▸ **Problem statement**: Would you copy each line of the records that includes the word "middle"?

▸ **Records shown**:
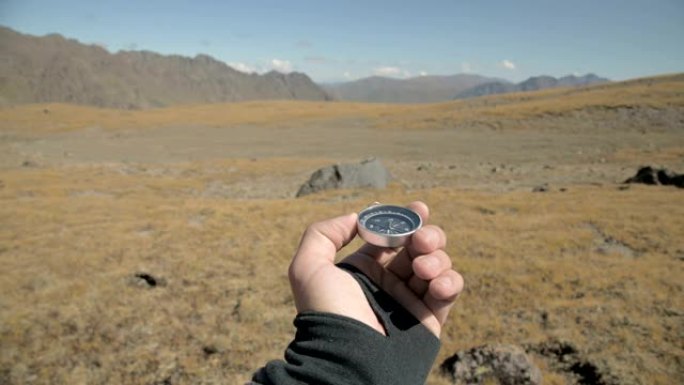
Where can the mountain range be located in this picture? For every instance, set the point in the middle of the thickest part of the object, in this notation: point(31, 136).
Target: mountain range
point(55, 69)
point(423, 89)
point(532, 84)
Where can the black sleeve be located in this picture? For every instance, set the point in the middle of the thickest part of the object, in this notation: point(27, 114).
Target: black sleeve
point(331, 349)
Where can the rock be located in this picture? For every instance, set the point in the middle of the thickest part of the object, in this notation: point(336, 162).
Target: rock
point(367, 174)
point(146, 280)
point(657, 176)
point(568, 359)
point(492, 364)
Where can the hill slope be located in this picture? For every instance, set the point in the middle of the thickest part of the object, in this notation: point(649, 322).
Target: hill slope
point(424, 89)
point(535, 83)
point(55, 69)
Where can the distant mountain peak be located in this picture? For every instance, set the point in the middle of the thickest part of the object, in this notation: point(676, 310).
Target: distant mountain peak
point(420, 89)
point(533, 83)
point(57, 69)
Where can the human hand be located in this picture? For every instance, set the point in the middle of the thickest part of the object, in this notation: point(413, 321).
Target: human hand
point(419, 276)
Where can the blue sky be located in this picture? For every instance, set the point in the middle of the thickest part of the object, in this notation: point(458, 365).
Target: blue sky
point(340, 40)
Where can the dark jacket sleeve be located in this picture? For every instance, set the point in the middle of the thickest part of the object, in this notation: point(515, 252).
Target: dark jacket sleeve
point(331, 349)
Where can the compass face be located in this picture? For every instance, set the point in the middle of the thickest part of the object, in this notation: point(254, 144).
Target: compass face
point(386, 225)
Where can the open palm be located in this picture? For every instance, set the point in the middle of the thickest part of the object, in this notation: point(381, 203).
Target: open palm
point(419, 276)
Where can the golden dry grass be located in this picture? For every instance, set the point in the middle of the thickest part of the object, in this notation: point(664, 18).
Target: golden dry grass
point(72, 239)
point(595, 265)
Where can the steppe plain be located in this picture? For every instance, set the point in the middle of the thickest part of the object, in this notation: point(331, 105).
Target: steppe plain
point(199, 200)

▸ **Task output**:
Where can the mountain range be located in this picture? For every instance, set the point in the middle of the thickest part of the object, in this notation: point(31, 136).
Where can the black sleeve be located in this picture? For every instance, set the point in the middle of the thickest part of the object, in this notation: point(27, 114).
Where can the rock be located in this picture? For every instance, set the point in the middle of the thickest part of the object, in this notation: point(336, 162).
Where can the hill slope be located in this picture? For every instance, set the point in the middle of the thickest part of the object, in this notation: point(649, 322).
Where can the distant mountain peak be located in this picture? For every instance, set the point in the middle of the thickest part of the object, in this notation: point(676, 310).
Where can the human hand be located in this picture? For every instance, set the point in the middle of the thickest part of the object, in this notation: point(413, 321).
Where can the blue sky be located in this picture? For every instance, set the point in the middle of the thickest part of the object, in this notation: point(458, 365).
Where can the dark jacket sleeve be located in this picture? For every instance, set the point in the middle of the thickest part of the object, in this notation: point(515, 252).
Where can the compass face be located in this picture? For every instance, set the point in the middle of the thickest part of the object, in this notation: point(254, 144).
Where can the open palm be located in this picture? For every instance, set the point in the middle of the thickest part of the object, in this notation: point(381, 203).
Where can the golden dry grass be located in this picture? For every instance, set the point in the middle of the thickest part of the object, in this notation: point(664, 18).
Where can the steppe plain be located in this picture? For every instance, set the point in the middle of the thickest part of the object, in this notation: point(331, 105).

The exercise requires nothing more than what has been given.